Location identification entries:

..........

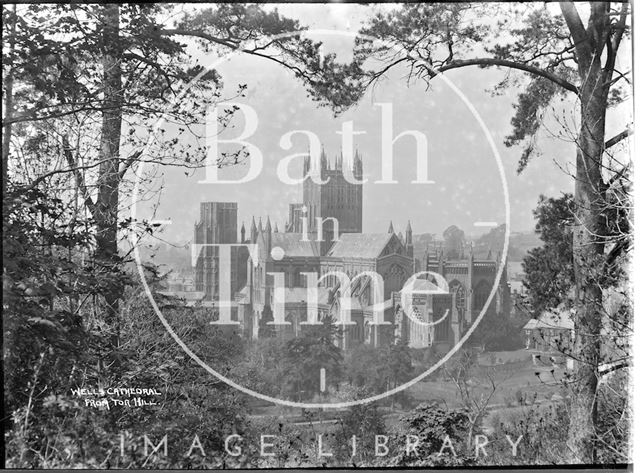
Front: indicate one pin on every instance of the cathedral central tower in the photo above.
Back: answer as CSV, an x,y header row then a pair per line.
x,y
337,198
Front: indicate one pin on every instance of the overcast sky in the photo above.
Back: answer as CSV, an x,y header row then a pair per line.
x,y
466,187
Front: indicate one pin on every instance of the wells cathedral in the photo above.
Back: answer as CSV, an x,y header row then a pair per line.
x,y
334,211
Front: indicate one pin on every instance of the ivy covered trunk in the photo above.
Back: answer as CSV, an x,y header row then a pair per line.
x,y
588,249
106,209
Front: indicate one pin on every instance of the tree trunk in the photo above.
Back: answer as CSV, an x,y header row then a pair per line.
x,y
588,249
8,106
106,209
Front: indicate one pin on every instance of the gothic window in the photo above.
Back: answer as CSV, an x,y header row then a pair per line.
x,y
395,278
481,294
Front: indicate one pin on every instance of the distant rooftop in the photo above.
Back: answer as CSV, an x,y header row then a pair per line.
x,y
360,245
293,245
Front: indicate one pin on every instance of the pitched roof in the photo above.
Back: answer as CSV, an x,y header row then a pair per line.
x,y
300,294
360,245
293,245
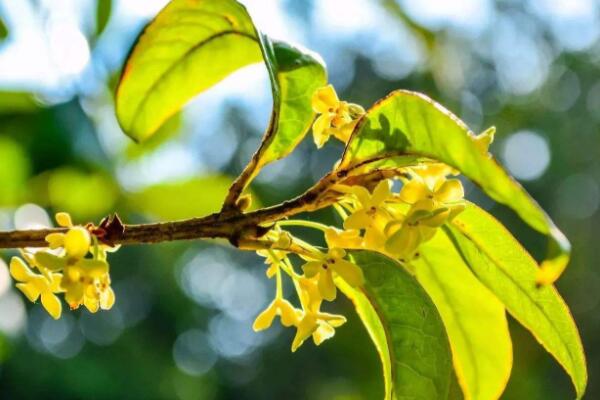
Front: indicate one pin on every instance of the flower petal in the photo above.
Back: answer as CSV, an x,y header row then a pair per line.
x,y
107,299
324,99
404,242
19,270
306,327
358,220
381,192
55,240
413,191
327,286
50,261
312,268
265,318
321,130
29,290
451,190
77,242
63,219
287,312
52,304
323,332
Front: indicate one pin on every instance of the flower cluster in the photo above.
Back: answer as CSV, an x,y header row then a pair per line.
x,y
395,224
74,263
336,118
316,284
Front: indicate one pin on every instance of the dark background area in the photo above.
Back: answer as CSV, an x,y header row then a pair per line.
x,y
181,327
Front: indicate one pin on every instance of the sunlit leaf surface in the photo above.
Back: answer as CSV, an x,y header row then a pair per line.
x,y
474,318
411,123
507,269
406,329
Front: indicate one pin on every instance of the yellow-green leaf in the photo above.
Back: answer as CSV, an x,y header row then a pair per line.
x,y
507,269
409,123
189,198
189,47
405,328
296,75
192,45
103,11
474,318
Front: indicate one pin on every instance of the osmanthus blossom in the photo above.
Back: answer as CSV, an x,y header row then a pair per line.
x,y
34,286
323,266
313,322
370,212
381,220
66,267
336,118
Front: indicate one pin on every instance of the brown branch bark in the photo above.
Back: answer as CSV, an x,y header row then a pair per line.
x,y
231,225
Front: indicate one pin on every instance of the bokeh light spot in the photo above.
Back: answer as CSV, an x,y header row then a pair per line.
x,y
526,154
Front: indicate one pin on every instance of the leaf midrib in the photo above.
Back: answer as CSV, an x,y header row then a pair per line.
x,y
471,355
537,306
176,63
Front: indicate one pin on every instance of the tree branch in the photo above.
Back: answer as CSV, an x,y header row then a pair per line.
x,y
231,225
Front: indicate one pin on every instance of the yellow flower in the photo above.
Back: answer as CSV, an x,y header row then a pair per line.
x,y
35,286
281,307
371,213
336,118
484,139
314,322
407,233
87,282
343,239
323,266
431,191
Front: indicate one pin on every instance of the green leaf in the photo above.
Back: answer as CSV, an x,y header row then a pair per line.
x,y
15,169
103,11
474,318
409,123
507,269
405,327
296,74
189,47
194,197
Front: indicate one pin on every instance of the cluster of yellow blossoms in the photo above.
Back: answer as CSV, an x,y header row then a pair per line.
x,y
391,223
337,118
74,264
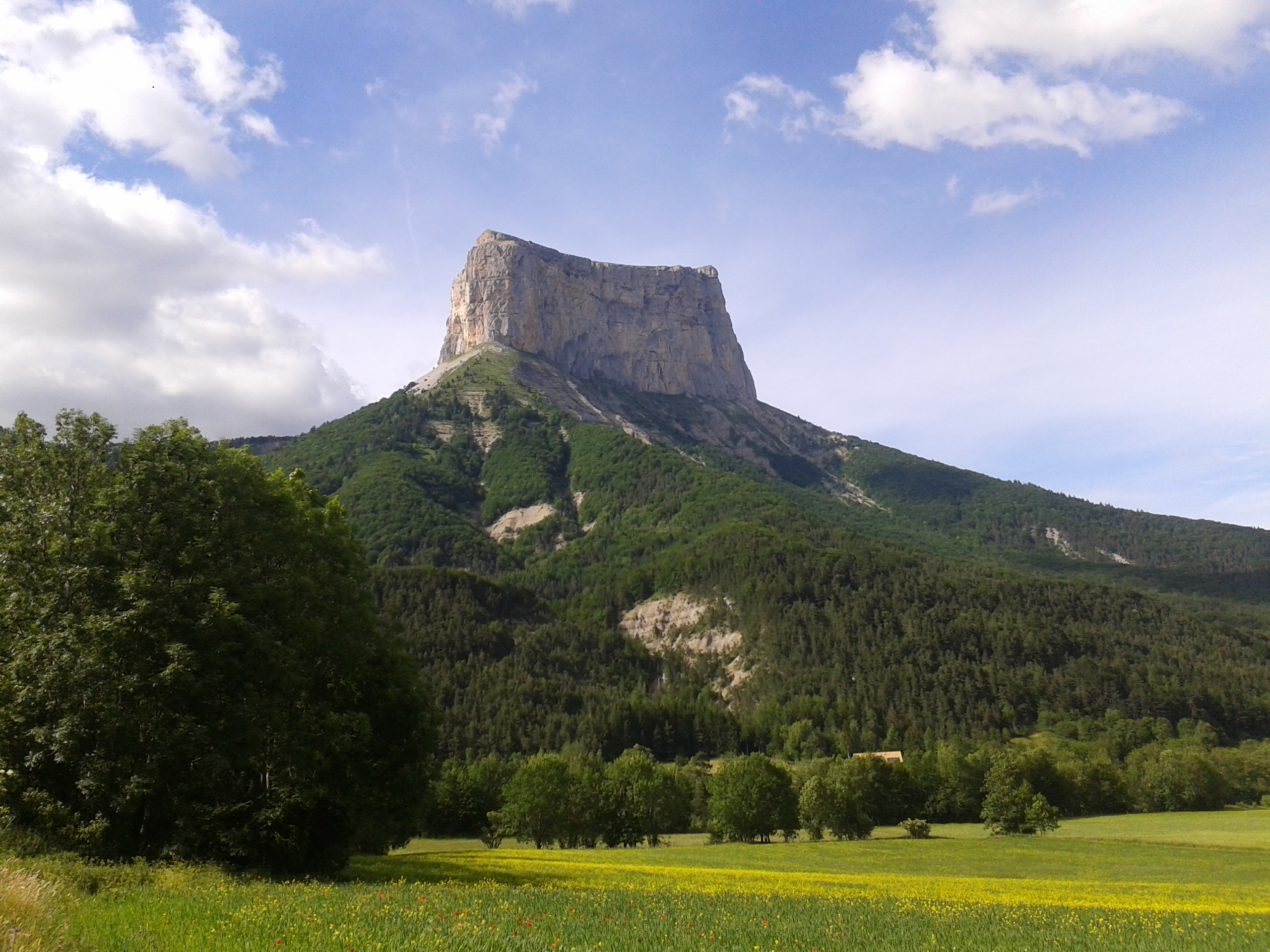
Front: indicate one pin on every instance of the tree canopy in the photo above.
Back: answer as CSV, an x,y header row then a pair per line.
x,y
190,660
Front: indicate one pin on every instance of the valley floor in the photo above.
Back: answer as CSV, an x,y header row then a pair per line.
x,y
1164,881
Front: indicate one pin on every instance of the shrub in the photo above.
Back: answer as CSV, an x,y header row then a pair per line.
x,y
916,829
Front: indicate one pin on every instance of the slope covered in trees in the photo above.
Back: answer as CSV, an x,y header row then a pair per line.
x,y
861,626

..........

Given request
Pictures in the records above should not be copied. Repeat everything else exactly.

Finished answer
Front: indicate one pin on every instance of the cathedral central tower in the photo above.
Back: answer as CSV, an x,y header row then a pair per line.
x,y
337,198
Front: indicate one pin on every instance of the overcast sky in the photo above.
Back: answer as CSV, an x,y header row then a pair per line.
x,y
466,187
Front: indicate one pin on every instance of the wells cathedral in the photo above.
Back: answer as CSV, an x,y header row then a pair per line.
x,y
334,211
Front: indicate one pin on every instance of the ivy covered trunk in the photo above.
Back: answer as CSV, an x,y header row then a pair per line.
x,y
588,249
106,209
Front: indicate one pin on every instance of the tree trunk in the photo above.
Back: answer as CSV, an x,y header row then a pair per line.
x,y
588,249
8,106
106,209
Front: indicate one pin on every instance of the gothic window in the photo above.
Back: answer as CSV, an x,y header row then a pair per line.
x,y
395,278
481,294
Front: indicate one pin on every instance of the distant rooftop in the photo above.
Back: answer as CSV, an x,y header row then a pair per line.
x,y
360,245
293,245
Front: indicate one pin on every instance of the pitched roof in the photo above.
Back: answer as CSV, an x,y header row then a pair per line.
x,y
300,294
360,245
293,245
Front: indicate one pin on every instance of the flower petal in the photo above.
Back: answer as CSV, an x,y header row then a pair per line.
x,y
107,299
324,99
404,242
19,270
306,327
358,220
381,192
55,240
413,191
327,286
50,261
312,268
265,318
321,130
29,290
451,190
77,242
63,219
287,312
52,304
323,332
Front: indicate one pin on every instance of the flower cluster in the photo above.
Back: answer as CSV, an x,y header row then a pair per line.
x,y
395,224
74,263
336,118
316,284
Front: indicate one pin on every instance of the dark background area in the photo above.
Back: answer as CSV, an x,y header row then a pair per line.
x,y
181,327
Front: indicate one pin on every instance of the sunlit leaf surface in the photo above.
Back: answer as CSV, an x,y header row then a pair per line.
x,y
474,318
411,123
507,269
406,329
Front: indicate one pin on every instance of the yellow-green leaf in the photo above.
Back: answer as CSV, an x,y header row then a pair per line.
x,y
507,269
409,123
189,198
189,47
405,328
296,75
192,45
103,11
474,318
Front: indicate one pin on every instance of the osmanthus blossom in the photo above.
Back: answer as CSV, an x,y header row then a pair per line.
x,y
34,286
323,266
313,322
370,212
381,220
66,267
336,118
Front: indicate one pin on every instance of the brown branch bark in the photo above.
Back: answer as CSV, an x,y header row then a pair per line.
x,y
231,225
Front: indicate one pin on every instance of the bokeh light spot in the photo above.
Back: answer as CSV, an x,y header row then a pair per line.
x,y
526,154
Front: indicate one pin on every instance of the leaf midrib in the photo above.
Back: answer as CSV, an x,y header row then a pair per line.
x,y
471,355
537,306
176,63
Front: indicate one pin on every instance of the tree branch in the photo above.
Back: answer as CSV, an x,y header row then a pair per line.
x,y
231,225
Front: indicate one pin on every instance of the yellow flower in the photo above.
Back: answer as CSV, an x,y header row then a pair per line.
x,y
35,286
281,307
371,213
336,118
484,139
314,322
407,233
87,282
343,239
323,266
431,191
Front: indicate one pin on every instance of the green leaf in the photo above.
Back: answer as CSV, an x,y header row then a pair per line.
x,y
15,169
103,11
474,318
409,123
507,269
405,327
296,74
189,47
194,197
Front: indicate one pin on every instance of the cluster of yellow blossoms in the photo above.
Back: answer as CSV, an x,y header row then a pair per line.
x,y
391,223
337,118
74,264
Front: indicate one pin on every instance of the tree canopy in the photo above.
Back: answer as CSV, an x,y header row then a pair per line.
x,y
190,660
Front: indicate one pin on every instance of the valley floor in the photo above.
Back: answer as CSV, an x,y header row then a pair per line.
x,y
1164,881
Front: indicate one pin on every instance of the shrub in the photo above.
Back: answer as CSV, an x,y header row then a pair per line.
x,y
916,829
Front: indicate one pin on every instance of the slope covered in trees in the photo above.
Back: answer as CSV, an x,y header row then a pair per line.
x,y
861,626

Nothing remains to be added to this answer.